CONSIGNES À SUIVRE:
A – Répondez aux questions suivantes à l'aide du compte rendu de concert.
(i) Qui assure la direction de l'orchestre lors de ce concert ?
(ii) À quelles musiques de films le compte rendu compare-t-il l'œuvre de Florentine Mulsant ?
(iii) Quel défaut le compte rendu relève-t-il dans l'exécution de cette même œuvre ?
B – Indiquez si chacune des affirmations suivantes concorde avec le compte rendu de concert. Justifiez chaque réponse par une citation exacte.
(i) Le concert a eu lieu à la Salle Pleyel.
(ii) Le compte rendu attribue la lourdeur de l'ouverture de Médée à la direction.
(iii) Simone Weil y est présentée comme une philosophe de la seconde moitié du XXe siècle.

SECTION DU TEXTE:
..............................

Immortelles : 28/10/2012
Salle Pleyel, Paris
Luigi Cherubini
Médée, Ouverture
Florentine Mulsant
Oratorio pour une femme seule : Simone Weil
Création pour récitante et orchestre opus 39
Hector Berlioz
Cléopâtre, scène lyrique
Piotr Illitch Tchaikovsky
Roméo et Juliette
Séphanie d'Oustrac, mezzo-soprano
Marina Hands, récitante
Orchestre National d'Île de France
Direction : Enrique Mazzola
Il faut bien le dire, l'attrait principal de ce concert était pour moi la mort de Cléopâtre par d'Oustrac... Et au final, ce n'est vraiment pas ça que je retiendrai !
On commence par une ouverture de Médée un peu lourde. Malgré l'allègement des pupitres de l'orchestre, l’œuvre de Cherubini reste un peu écrasée par un orchestre pas adapté à ce style classique qui demande encore je trouve quelque chose de la direction franche et des cordes tranchantes d'un orchestre baroque. Les trais de cordes par exemples manquent de cette violence qui fait tout le prix de l'ouverture. Dynamique et vivante, la direction n'est pas en cause... juste un orchestre trop rond et brillant à mes oreilles pour une telle pièce.
La composition de Florentine Mulsant était une commande pour l'Orchestre National d'Île de France et de France Musique... Pas forcément à l'aise avec ce répertoire, je craignais un peu. Mais en fait, dès le début, j'ai été happé par la musique et le texte. En effet, Marina Hands raconte des évènements marquants de la vie de Simone Weil, philosophe française de la première moitié du XXème siècle. La musique se mêle alors à la voix pour nous donner une vision auditive de l'état émotionnel de la jeune femme. Car je trouve cette musique très descriptive, me faisant penser à la musique de films tels que Metropolis ou Ivan le Terrible : pas forcément trop contemporaine, la musique prend aux tripes et impressionne par la force expressive qui s'en dégage. Contemplative et délicate, elle peut devenir terrible et violente. En salle, cette musique semble prendre toute sa dimension et parle véritable.
D'un point de vue exécution, difficile de juger pour moi, mais j'ai trouvé que le tout fonctionnait très bien. La seule petite chose qui n'était pas très bien réglée était la sonorisation de Marina Hands dont la voix du coup se perdait un peu dans l'orchestre et on ne pouvait saisir tous les mots, malgré la belle déclamation de l'actrice... En tout cas, grand moment... un portrait d'une femme passionnant et passionnante, sur une musique certes un peu moderne, mais qui reste très compréhensible pour moi et du coup qui me parle. Un très grand moment !

..............................

DONNÉES FOURNIES:
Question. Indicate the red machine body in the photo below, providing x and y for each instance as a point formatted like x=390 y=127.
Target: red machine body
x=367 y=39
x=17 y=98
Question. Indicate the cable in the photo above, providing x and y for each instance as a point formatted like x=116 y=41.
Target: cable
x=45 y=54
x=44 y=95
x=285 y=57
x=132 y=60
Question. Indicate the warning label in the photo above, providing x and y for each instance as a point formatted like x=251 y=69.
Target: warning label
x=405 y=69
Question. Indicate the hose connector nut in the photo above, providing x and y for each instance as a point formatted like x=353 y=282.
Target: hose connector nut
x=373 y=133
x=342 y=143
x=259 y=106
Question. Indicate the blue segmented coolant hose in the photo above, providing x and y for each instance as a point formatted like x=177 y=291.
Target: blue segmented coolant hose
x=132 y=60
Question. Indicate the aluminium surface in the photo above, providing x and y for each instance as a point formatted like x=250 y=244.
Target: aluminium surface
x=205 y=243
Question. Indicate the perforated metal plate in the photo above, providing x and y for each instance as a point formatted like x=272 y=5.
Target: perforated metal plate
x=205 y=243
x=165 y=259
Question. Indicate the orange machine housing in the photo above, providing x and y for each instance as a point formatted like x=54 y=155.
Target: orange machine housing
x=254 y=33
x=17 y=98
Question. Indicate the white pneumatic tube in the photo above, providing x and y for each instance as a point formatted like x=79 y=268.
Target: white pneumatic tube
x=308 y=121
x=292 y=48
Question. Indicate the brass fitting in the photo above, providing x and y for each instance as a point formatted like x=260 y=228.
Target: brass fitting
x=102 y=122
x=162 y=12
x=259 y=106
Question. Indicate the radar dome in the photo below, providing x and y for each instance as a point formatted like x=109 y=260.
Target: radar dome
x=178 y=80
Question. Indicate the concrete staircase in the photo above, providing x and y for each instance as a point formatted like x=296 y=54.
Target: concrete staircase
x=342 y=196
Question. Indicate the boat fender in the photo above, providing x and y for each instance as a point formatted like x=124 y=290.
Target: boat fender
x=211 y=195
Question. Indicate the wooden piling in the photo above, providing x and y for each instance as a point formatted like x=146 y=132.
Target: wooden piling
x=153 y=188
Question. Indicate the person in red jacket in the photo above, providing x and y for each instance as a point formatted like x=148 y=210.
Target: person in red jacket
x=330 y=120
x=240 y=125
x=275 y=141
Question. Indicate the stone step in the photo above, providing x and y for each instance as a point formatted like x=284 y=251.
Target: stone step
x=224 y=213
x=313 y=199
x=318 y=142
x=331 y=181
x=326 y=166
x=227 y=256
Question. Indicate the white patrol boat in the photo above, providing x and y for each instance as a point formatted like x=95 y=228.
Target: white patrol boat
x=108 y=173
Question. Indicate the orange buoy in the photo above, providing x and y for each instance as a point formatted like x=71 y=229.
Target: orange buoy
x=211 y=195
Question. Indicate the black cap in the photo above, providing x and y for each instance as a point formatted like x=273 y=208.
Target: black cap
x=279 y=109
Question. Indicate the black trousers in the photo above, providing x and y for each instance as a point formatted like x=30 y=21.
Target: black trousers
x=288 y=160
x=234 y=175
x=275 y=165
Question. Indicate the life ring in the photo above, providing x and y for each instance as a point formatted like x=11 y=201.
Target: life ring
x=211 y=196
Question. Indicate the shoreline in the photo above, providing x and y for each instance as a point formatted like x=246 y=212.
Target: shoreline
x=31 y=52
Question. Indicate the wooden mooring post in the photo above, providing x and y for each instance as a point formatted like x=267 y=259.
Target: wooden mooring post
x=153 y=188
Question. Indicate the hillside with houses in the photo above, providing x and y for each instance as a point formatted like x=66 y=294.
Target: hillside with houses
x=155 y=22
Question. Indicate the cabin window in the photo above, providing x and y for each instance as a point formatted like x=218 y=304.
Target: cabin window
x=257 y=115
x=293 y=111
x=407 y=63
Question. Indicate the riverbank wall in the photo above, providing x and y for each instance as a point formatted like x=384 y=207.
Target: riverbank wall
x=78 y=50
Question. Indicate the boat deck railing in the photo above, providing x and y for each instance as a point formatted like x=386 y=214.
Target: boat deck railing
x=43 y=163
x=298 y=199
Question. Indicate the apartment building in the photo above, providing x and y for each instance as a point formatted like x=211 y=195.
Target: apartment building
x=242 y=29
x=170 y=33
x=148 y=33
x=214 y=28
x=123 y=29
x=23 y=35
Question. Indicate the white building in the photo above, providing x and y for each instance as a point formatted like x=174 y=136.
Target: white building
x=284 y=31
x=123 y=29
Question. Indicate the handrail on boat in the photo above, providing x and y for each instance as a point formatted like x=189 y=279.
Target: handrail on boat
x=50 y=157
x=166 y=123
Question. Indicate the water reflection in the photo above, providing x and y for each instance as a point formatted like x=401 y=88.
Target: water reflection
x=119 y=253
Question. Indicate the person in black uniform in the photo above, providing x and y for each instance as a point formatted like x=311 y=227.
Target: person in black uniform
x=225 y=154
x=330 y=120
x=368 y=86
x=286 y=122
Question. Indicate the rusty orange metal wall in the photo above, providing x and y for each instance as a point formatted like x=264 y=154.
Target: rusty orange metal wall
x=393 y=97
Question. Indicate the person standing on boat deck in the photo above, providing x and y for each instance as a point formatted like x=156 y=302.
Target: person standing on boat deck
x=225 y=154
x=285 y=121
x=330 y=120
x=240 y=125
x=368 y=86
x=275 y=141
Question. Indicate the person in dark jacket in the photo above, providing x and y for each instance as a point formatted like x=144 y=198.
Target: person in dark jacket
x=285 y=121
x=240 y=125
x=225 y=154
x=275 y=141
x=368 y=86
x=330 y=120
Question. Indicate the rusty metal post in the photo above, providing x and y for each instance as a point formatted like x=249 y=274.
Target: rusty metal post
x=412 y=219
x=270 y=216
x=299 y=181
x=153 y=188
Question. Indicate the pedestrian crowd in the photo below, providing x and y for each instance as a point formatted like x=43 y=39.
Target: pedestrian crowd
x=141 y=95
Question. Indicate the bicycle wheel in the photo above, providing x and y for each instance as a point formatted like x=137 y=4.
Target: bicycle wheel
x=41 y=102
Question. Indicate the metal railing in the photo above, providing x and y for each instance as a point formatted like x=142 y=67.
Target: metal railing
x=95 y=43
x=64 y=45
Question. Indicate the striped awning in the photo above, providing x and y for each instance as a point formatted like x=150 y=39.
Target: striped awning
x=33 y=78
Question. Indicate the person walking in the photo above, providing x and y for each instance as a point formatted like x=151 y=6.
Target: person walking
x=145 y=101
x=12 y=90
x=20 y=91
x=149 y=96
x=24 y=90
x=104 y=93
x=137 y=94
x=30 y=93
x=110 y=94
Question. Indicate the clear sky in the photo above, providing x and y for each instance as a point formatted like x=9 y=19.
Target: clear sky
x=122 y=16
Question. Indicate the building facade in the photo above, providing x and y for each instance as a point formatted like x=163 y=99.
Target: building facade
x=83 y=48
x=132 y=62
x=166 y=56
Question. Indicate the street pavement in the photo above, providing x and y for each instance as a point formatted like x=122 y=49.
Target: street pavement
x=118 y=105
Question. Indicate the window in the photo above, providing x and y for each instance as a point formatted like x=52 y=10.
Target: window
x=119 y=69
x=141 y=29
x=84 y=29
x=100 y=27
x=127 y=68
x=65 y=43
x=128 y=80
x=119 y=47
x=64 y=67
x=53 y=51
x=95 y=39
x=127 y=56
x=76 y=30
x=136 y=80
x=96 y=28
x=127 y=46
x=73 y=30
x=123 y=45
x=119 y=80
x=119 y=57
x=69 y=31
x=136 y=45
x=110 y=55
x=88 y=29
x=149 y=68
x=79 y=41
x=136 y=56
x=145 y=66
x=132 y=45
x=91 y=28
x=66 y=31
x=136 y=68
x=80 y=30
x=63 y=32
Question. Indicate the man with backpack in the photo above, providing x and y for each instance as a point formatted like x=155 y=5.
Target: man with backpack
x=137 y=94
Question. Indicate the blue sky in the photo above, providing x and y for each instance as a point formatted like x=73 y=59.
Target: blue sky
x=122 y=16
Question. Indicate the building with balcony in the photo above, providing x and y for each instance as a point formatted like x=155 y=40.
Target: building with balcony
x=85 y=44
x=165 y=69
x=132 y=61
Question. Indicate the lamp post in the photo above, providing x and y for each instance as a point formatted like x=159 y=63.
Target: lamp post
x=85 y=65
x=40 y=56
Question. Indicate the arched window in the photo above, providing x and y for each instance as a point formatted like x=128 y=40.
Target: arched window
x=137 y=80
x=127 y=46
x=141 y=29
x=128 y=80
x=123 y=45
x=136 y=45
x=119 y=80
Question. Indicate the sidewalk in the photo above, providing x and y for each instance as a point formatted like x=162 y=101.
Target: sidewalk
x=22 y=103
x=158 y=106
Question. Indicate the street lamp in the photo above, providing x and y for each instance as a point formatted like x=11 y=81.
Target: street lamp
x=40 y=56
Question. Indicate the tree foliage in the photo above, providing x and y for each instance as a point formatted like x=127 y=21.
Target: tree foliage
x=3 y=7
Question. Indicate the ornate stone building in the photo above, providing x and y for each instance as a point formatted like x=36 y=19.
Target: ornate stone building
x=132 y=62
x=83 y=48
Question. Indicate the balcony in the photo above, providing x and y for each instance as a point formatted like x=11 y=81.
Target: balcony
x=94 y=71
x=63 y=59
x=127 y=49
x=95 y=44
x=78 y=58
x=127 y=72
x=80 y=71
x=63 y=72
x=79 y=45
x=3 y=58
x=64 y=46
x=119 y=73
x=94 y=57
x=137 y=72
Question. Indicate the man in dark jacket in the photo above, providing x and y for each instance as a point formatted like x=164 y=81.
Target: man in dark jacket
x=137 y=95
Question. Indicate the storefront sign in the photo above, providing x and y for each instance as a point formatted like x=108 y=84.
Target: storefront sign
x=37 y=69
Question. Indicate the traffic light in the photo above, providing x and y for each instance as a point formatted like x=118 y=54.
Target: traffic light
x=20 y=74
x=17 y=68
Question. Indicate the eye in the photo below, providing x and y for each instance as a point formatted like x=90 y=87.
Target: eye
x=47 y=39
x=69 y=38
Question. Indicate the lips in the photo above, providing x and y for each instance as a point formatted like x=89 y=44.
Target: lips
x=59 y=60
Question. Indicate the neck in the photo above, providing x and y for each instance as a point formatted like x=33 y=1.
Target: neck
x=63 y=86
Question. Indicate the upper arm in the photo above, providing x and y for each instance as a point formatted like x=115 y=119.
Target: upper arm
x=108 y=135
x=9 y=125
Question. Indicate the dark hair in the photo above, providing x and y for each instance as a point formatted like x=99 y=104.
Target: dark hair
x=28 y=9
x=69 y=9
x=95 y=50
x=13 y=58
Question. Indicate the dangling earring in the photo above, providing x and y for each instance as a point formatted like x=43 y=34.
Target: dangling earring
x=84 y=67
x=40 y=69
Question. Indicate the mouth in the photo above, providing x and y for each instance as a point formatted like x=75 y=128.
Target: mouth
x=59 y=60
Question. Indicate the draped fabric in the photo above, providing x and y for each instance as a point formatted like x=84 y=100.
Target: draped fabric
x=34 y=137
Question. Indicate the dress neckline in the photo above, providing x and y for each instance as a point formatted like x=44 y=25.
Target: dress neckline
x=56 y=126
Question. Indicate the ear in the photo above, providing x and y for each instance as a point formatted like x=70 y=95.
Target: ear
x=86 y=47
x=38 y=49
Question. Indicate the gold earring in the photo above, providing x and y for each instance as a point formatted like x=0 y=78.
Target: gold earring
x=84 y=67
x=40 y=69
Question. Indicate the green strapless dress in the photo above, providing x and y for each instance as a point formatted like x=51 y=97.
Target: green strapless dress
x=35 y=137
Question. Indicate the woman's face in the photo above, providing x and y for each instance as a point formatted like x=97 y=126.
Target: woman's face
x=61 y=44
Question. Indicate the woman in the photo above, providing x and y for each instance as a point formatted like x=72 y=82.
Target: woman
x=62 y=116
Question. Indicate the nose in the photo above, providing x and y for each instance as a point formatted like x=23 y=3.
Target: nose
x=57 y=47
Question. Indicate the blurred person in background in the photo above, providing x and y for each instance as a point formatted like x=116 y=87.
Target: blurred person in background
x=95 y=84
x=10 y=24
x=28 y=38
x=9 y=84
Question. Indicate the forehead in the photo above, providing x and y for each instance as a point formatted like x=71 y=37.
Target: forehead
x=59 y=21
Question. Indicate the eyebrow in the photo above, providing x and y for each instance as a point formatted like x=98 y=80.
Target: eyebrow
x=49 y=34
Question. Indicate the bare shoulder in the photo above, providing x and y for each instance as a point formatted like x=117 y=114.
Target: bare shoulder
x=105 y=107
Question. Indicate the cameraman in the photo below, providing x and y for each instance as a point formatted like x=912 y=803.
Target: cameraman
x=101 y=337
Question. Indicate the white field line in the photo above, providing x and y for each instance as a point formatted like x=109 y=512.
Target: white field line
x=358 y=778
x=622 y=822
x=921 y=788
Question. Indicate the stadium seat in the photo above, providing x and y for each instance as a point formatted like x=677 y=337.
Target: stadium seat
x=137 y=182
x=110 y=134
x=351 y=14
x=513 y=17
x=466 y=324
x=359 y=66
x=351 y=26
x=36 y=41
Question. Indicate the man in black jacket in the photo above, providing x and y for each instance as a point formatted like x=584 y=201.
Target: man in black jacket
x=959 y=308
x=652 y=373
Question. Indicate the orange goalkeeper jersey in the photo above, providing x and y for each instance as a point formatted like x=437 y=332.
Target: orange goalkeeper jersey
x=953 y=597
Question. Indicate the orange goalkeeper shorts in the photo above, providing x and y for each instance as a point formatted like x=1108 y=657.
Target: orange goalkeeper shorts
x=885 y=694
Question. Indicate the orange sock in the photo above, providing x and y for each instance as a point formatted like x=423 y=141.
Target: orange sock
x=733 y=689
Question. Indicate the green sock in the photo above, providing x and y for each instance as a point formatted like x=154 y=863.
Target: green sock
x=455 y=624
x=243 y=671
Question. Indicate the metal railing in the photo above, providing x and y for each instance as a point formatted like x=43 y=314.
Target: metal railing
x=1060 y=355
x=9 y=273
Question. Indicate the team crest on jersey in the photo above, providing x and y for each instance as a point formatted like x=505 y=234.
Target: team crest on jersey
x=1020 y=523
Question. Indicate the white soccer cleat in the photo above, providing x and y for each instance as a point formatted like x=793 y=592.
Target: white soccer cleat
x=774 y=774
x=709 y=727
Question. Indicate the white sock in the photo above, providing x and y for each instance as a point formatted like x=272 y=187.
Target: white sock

..............................

RÉPONSES PAR CONSIGNE:
A –
(i) Enrique Mazzola.
(ii) Aux musiques de Metropolis et d'Ivan le Terrible.
(iii) La sonorisation de Marina Hands était mal réglée : sa voix se perdait un peu dans l'orchestre, et l'on ne pouvait pas saisir tous les mots.

B –
(i) Oui : « Salle Pleyel, Paris ».
(ii) Non : « Dynamique et vivante, la direction n'est pas en cause ».
(iii) Non : « philosophe française de la première moitié du XXème siècle ».